THE EXERCISE: Extract every line of the data below and reproduce each one without any change.

[Stored data]

________________________________________

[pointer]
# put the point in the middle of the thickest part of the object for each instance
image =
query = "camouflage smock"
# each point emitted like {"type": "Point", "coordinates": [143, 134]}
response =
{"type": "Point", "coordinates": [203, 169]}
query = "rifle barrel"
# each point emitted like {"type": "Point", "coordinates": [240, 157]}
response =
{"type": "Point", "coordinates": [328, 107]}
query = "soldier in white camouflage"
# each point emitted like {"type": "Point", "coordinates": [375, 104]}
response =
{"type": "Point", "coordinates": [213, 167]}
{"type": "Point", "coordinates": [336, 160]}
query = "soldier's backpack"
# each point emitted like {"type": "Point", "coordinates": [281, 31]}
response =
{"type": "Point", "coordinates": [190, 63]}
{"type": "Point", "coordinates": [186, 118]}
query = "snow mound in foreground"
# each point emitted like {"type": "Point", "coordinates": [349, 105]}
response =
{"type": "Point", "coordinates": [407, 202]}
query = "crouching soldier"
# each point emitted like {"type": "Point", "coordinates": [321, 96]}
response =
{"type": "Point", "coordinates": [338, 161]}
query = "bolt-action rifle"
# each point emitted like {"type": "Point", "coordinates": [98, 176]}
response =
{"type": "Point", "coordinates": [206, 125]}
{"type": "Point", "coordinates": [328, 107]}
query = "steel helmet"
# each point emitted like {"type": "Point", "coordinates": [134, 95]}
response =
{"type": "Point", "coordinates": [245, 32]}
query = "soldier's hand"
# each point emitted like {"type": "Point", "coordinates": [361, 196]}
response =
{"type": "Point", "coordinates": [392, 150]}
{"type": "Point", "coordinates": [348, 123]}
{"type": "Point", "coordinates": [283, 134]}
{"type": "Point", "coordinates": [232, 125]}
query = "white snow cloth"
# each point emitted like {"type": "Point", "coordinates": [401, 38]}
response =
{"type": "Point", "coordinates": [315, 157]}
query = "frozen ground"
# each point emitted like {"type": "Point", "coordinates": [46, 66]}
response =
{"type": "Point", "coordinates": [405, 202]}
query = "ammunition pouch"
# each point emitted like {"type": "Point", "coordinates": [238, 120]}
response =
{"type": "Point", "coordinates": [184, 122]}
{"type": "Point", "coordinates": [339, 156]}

________________________________________

SOLUTION:
[pointer]
# put the point in the middle of the thickest part of the object for each instance
image =
query = "camouflage smock"
# each point emitted like {"type": "Point", "coordinates": [143, 134]}
response =
{"type": "Point", "coordinates": [203, 169]}
query = "rifle barrel"
# each point emitted like {"type": "Point", "coordinates": [240, 157]}
response =
{"type": "Point", "coordinates": [328, 107]}
query = "soldier in white camouflage"
# each point emitted like {"type": "Point", "coordinates": [375, 104]}
response =
{"type": "Point", "coordinates": [213, 167]}
{"type": "Point", "coordinates": [336, 160]}
query = "soldier's backpack"
# each point emitted like {"type": "Point", "coordinates": [281, 31]}
response =
{"type": "Point", "coordinates": [190, 63]}
{"type": "Point", "coordinates": [186, 118]}
query = "snow mound in foreground"
# each point emitted like {"type": "Point", "coordinates": [349, 105]}
response =
{"type": "Point", "coordinates": [407, 202]}
query = "crouching soldier"
# each point emitted like {"type": "Point", "coordinates": [321, 96]}
response =
{"type": "Point", "coordinates": [338, 161]}
query = "bolt-action rifle"
# each point emitted like {"type": "Point", "coordinates": [98, 176]}
response =
{"type": "Point", "coordinates": [206, 125]}
{"type": "Point", "coordinates": [328, 107]}
query = "steel helmet"
# each point emitted like {"type": "Point", "coordinates": [134, 95]}
response =
{"type": "Point", "coordinates": [245, 32]}
query = "soldier's hand"
# each point emitted like {"type": "Point", "coordinates": [361, 196]}
response =
{"type": "Point", "coordinates": [392, 150]}
{"type": "Point", "coordinates": [348, 123]}
{"type": "Point", "coordinates": [283, 134]}
{"type": "Point", "coordinates": [232, 125]}
query = "white snow cloth"
# each point emitted like {"type": "Point", "coordinates": [401, 38]}
response =
{"type": "Point", "coordinates": [315, 157]}
query = "frozen ground"
# each point emitted like {"type": "Point", "coordinates": [46, 66]}
response =
{"type": "Point", "coordinates": [405, 202]}
query = "ammunition pouch"
# each point emitted like {"type": "Point", "coordinates": [238, 120]}
response =
{"type": "Point", "coordinates": [184, 122]}
{"type": "Point", "coordinates": [339, 156]}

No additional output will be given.